The tasks:
[1] Transcribe the fishing report thread word for word, taking everything from "## polebender (Oct" down to "(May 28, 2014)".
[2] According to the fishing report thread, which rig caught all of the catfish?

Text passage:
I was busy once I got started, at one point I had both rigs hit with total of 3 fish (2 fish at once on my tandem rig) plus had a fish on my bobber. I was catching Crappies and WB on the jig/swim rig slowly reeling in after a 5 second drop. At one point, I was messing around casting out odd lures (testing them out) but was limited as I kept catching Blues every 5+ minutes (all cats caught on bobber/minnow rig). In the end, I ended up with 14 Blue Catfish (17-23"), 13 WB (7-9"), and 11 Crappies (~9"). All fish released - no Saugeyes yet.

Goodluck and TightLines.


----------



## polebender (Oct 29, 2011)

Sounds like another great outing for you! Those blue cats are really clean looking fish! Great job! Congrats!


----------



## reyangelo (May 28, 2014)

polebender said:


> Sounds like another great outing for you! Those blue cats are really clean looking fish! Great job! Congrats!


Thanks polebender. I have had the Saugeye blues for some time, but these Blue Cats have filled some of that void. These Blues are fun to catch, especially if they hit my UltraLight rig.


----------



## RiparianRanger (Nov 18, 2015)

`


----------



## steelshep (Feb 16, 2011)

Nice work and great report Rey. Keep casting bro.


----------



## kayakmac (Aug 4, 2013)

Those blue cats in Hoover are so pretty and strong, congrats on a great outing!


----------



## ErieEye (Jul 16, 2007)

reyangelo said:


> Thanks polebender. I have had the Saugeye blues for some time, but these Blue Cats have filled some of that void. These Blues are fun to catch, especially if they hit my UltraLight rig.

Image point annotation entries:
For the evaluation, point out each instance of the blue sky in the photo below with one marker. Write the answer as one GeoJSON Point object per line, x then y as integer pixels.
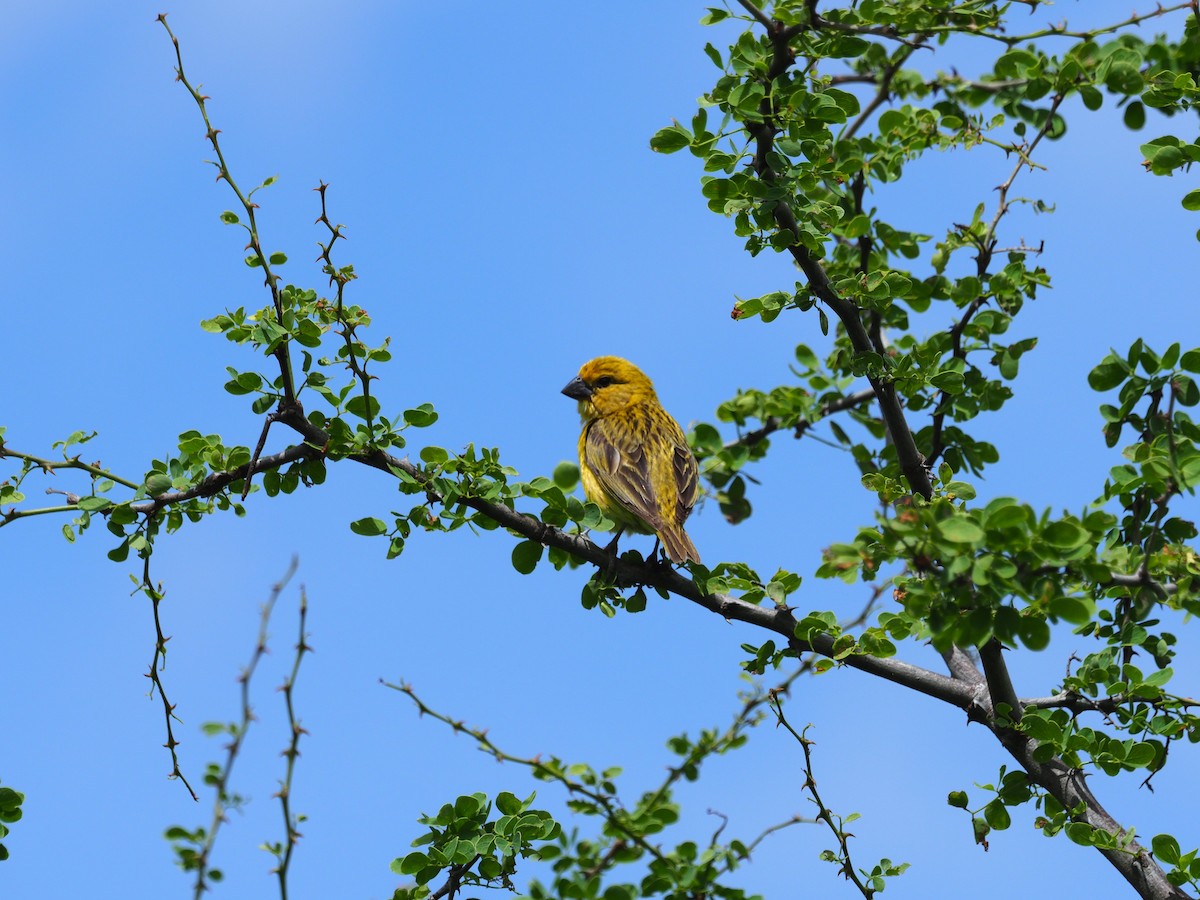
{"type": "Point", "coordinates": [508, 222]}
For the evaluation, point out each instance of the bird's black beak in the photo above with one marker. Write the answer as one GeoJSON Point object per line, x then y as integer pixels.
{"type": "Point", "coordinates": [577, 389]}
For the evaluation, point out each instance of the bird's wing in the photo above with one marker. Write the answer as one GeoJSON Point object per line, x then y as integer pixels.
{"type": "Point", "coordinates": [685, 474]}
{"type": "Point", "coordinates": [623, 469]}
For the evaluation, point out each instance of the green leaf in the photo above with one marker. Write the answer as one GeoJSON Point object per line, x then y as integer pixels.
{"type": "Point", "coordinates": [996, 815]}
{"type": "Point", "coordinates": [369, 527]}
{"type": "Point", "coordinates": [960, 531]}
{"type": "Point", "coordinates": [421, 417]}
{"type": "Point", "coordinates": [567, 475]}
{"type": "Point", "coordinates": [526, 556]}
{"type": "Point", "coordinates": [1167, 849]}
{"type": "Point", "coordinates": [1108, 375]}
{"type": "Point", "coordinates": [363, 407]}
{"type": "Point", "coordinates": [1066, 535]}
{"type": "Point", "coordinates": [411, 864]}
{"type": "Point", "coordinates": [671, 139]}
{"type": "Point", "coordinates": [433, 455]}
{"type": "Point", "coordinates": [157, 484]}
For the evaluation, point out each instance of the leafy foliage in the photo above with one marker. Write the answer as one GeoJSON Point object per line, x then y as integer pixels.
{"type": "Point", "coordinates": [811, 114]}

Exercise answers:
[1]
## polebender (Oct 29, 2011)

Sounds like another great outing for you! Those blue cats are really clean looking fish! Great job! Congrats!


----------



## reyangelo (May 28, 2014)

[2] The bobber/minnow rig.